#### [SUPPLIED MATERIAL]
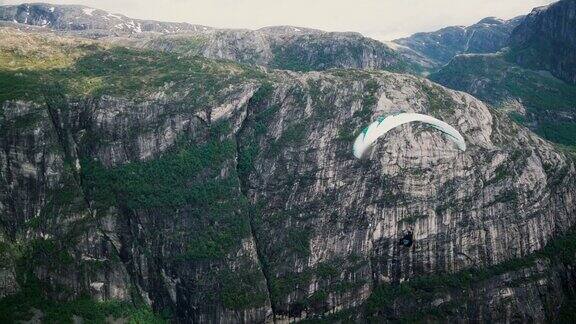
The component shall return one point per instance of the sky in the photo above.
(379, 19)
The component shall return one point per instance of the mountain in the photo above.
(86, 21)
(137, 180)
(489, 35)
(536, 99)
(280, 47)
(532, 79)
(546, 40)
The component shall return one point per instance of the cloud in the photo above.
(380, 19)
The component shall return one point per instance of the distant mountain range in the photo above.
(157, 172)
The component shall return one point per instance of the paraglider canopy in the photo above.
(382, 125)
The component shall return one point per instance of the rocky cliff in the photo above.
(215, 192)
(546, 40)
(281, 47)
(489, 35)
(536, 99)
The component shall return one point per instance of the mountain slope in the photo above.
(216, 192)
(280, 47)
(487, 36)
(535, 98)
(546, 40)
(86, 21)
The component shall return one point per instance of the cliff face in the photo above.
(220, 193)
(536, 99)
(546, 40)
(288, 48)
(487, 36)
(280, 47)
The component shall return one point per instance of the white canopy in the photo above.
(380, 127)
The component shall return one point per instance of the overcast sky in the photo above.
(380, 19)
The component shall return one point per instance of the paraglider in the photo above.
(382, 125)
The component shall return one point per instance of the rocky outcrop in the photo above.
(216, 192)
(533, 98)
(487, 36)
(546, 40)
(86, 21)
(288, 48)
(281, 47)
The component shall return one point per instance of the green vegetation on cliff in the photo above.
(548, 101)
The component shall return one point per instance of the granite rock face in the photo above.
(281, 47)
(546, 40)
(487, 36)
(230, 194)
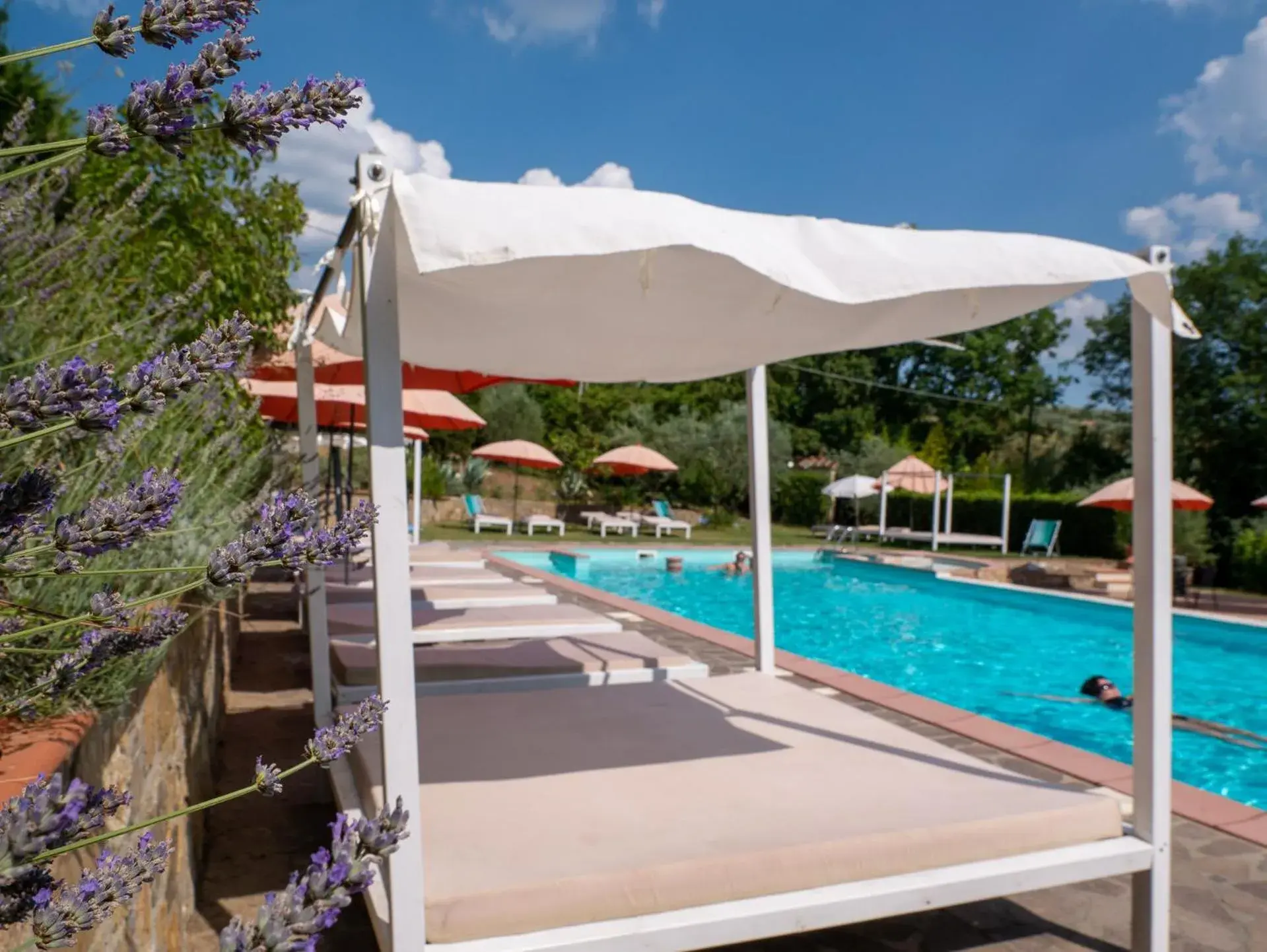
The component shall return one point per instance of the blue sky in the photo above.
(1120, 122)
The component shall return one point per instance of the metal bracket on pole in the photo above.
(759, 512)
(393, 605)
(1152, 448)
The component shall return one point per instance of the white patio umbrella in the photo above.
(856, 487)
(621, 285)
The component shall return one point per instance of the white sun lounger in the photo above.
(620, 658)
(551, 819)
(435, 627)
(545, 523)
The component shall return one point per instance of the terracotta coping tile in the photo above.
(1254, 831)
(31, 749)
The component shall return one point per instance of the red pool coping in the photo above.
(1191, 803)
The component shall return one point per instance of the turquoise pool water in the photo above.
(969, 646)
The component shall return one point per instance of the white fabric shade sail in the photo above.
(856, 487)
(611, 285)
(616, 285)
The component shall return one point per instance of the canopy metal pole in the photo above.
(1152, 540)
(937, 506)
(393, 610)
(883, 504)
(1008, 512)
(417, 491)
(759, 511)
(314, 577)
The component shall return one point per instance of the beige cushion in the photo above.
(446, 624)
(553, 808)
(354, 660)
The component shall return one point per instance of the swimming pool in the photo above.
(969, 646)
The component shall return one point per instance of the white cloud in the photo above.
(324, 158)
(1078, 310)
(609, 175)
(1192, 224)
(547, 20)
(652, 12)
(1224, 114)
(540, 176)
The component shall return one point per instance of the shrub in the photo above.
(1250, 557)
(798, 498)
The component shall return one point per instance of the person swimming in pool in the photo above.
(1100, 690)
(741, 564)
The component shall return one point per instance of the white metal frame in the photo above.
(1143, 852)
(353, 694)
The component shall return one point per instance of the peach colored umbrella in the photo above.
(1120, 496)
(337, 405)
(333, 366)
(912, 475)
(635, 459)
(518, 453)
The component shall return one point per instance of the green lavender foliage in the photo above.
(88, 265)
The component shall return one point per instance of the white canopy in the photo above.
(856, 487)
(621, 285)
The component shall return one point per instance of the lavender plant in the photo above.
(165, 111)
(100, 468)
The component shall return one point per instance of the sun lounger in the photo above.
(545, 523)
(479, 519)
(620, 658)
(602, 522)
(487, 624)
(565, 810)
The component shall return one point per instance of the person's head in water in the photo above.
(1101, 689)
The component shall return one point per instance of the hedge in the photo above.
(1083, 530)
(798, 498)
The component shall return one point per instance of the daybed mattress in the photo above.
(431, 625)
(551, 808)
(354, 660)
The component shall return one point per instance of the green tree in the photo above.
(217, 211)
(1220, 380)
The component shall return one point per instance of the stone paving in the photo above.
(1220, 881)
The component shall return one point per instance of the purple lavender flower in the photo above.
(100, 646)
(267, 777)
(326, 545)
(168, 22)
(219, 61)
(147, 386)
(256, 121)
(294, 918)
(164, 110)
(20, 505)
(77, 390)
(106, 133)
(42, 818)
(112, 33)
(281, 520)
(118, 522)
(116, 881)
(332, 742)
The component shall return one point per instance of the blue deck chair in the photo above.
(481, 519)
(1042, 537)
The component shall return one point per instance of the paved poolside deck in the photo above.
(1220, 880)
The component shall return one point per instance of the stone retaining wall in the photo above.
(160, 748)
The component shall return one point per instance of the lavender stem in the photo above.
(42, 147)
(42, 164)
(165, 818)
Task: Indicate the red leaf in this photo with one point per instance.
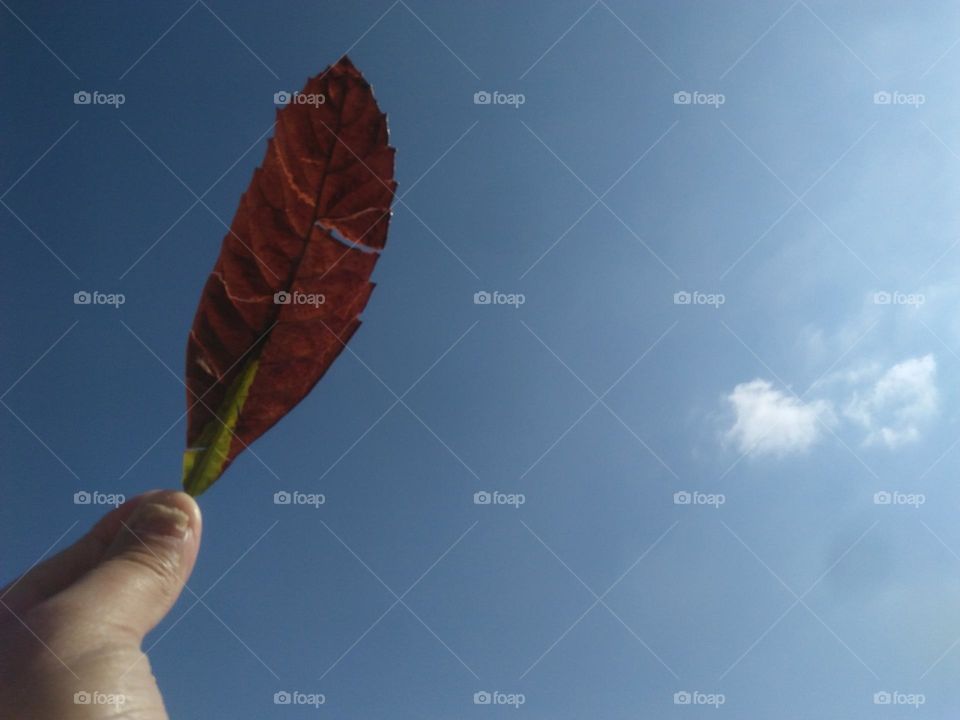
(311, 225)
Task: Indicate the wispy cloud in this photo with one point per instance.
(897, 405)
(770, 422)
(890, 405)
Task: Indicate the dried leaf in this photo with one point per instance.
(293, 273)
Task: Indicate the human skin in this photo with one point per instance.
(71, 628)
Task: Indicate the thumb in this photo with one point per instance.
(144, 569)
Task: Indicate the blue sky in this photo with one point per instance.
(805, 203)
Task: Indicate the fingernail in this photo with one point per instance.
(154, 518)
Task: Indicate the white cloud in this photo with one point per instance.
(898, 404)
(770, 422)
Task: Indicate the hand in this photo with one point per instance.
(71, 627)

#### [DIRECTIONS]
Please extract every line above word for word, leaving out the pictures.

#### [TASK SOLUTION]
The component shall return one point per instance of the sky in the photo above.
(379, 19)
The component shall return one point per instance of the mountain in the photo above.
(86, 21)
(137, 180)
(489, 35)
(536, 99)
(280, 47)
(532, 79)
(546, 40)
The component shall return one point per instance of the cloud in the photo above.
(380, 19)
The component shall return one point per instance of the distant mountain range in the photo above.
(157, 172)
The component shall return one point per instance of the paraglider canopy in the photo above.
(382, 125)
The component shall return one point per instance of the rocky cliff in the photo above.
(215, 192)
(546, 40)
(281, 47)
(489, 35)
(536, 99)
The component shall return one point per instance of the mountain slope in the photo above.
(216, 192)
(280, 47)
(487, 36)
(535, 98)
(546, 40)
(86, 21)
The component shall return one point per instance of the cliff face in the photo above.
(220, 193)
(536, 99)
(546, 40)
(288, 48)
(487, 36)
(280, 47)
The component shall return one point per instance of the white canopy in the photo above.
(380, 127)
The component shall return one point per instance of the overcast sky in the photo above.
(380, 19)
The component shall return one point per instance of the paraglider in the photo above.
(382, 125)
The component shall return one point per instance of the rocky outcrop in the photo above.
(216, 192)
(533, 98)
(487, 36)
(546, 40)
(86, 21)
(288, 48)
(281, 47)
The component shall return one point per instance of the green vegetation on cliff in the photo above.
(548, 101)
The component shall return one point per instance of the granite rock face in the photo above.
(281, 47)
(546, 40)
(487, 36)
(230, 194)
The component shall return one point per instance of the blue sky in the photo above.
(1120, 122)
The component shall return one point per instance of the metal bracket on pole in the photo above.
(759, 512)
(393, 605)
(1152, 448)
The component shall return one point per instance of the white patio umbrella in the photo above.
(856, 487)
(621, 285)
The component shall return one point per instance of the white sun lounger in the photo above.
(620, 658)
(551, 819)
(435, 627)
(545, 523)
The component shall return one point per instance of the terracotta coping tile in the photo above.
(1254, 831)
(31, 749)
The component shall return one point per instance of the red pool coping in the photo above.
(1191, 803)
The component shall return one point per instance of the turquoise pool water in the photo above.
(969, 646)
The component shall return one point per instance of the white fabric shade sail in the photo above.
(856, 487)
(611, 285)
(616, 285)
The component shall return one point per instance of the canopy metal pole in the photo above.
(1152, 540)
(937, 506)
(393, 610)
(883, 504)
(1008, 512)
(417, 491)
(759, 511)
(314, 577)
The component shall return one point per instance of the beige cushion in the photo above.
(446, 624)
(553, 808)
(354, 660)
The component shall return one point per instance of the swimming pool in the photo above.
(969, 646)
The component shall return one point per instance of the white cloud in the photo above.
(324, 158)
(1078, 310)
(609, 175)
(1192, 224)
(547, 20)
(652, 12)
(1224, 114)
(540, 176)
The component shall return one point per instance of the shrub in the photo above.
(1250, 557)
(798, 498)
The component shall return one point per instance of the person swimming in pool in the photo above.
(1100, 690)
(741, 564)
The component shall return one point per instance of the white metal frame in the photo above.
(1143, 852)
(353, 694)
The component shall return one point per instance of the peach colored umbrella in the photo above.
(1120, 496)
(337, 405)
(333, 366)
(912, 475)
(635, 459)
(518, 453)
The component shall return one point per instance of the green lavender foliage in the photo above.
(88, 265)
The component shall return one point per instance of the white canopy in the photo above.
(856, 487)
(621, 285)
The component shall return one point per instance of the lavender plant in the photo above.
(165, 111)
(100, 468)
The component shall return one point per instance of the sun lounger in the photo above.
(545, 523)
(479, 519)
(620, 658)
(602, 522)
(487, 624)
(565, 810)
The component shall return one point per instance of the person's head in water in the photo above.
(1101, 689)
The component shall return one point per instance of the hedge in the photo above.
(1083, 530)
(798, 498)
The component shall return one point per instance of the daybed mattress in the photo above.
(431, 625)
(551, 808)
(354, 660)
The component shall return one point per instance of the green tree in the photo above.
(217, 211)
(1220, 380)
The component shall return one point per instance of the stone paving in the photo above.
(1220, 881)
The component shall return one point per instance of the purple lavender flower in the photo above.
(100, 646)
(267, 777)
(326, 545)
(168, 22)
(219, 61)
(147, 386)
(256, 121)
(294, 918)
(164, 110)
(20, 505)
(77, 390)
(106, 133)
(42, 818)
(112, 33)
(281, 520)
(118, 522)
(116, 881)
(332, 742)
The component shall return one point per instance of the blue deck chair in the photo above.
(481, 519)
(1042, 537)
The component shall return one point per instance of the paved poolside deck in the photo above.
(1220, 880)
The component shall return one point per instance of the stone retaining wall in the photo above.
(160, 748)
The component shall return one point per instance of the lavender stem in the photo above.
(42, 147)
(42, 164)
(165, 818)
Task: Indicate the red leaf in this photo with one point per instance.
(311, 225)
Task: Indicate the wispy cloud in this photo with one point per instance.
(897, 405)
(770, 422)
(890, 405)
Task: Indicate the dried leaf in this photo with one point per instance.
(293, 273)
Task: Indicate the human skin in this photo with one point per instance.
(71, 628)
Task: Indicate the thumb in this photo with one point per instance.
(144, 569)
Task: Indicate the blue sky in this photo with one point per instance.
(805, 203)
Task: Indicate the fingernail in this photo with one point per instance.
(154, 518)
Task: Indicate the white cloud in this photo with one point per instance.
(898, 404)
(770, 422)
Task: Indicate the hand in this photo with one point per instance.
(71, 627)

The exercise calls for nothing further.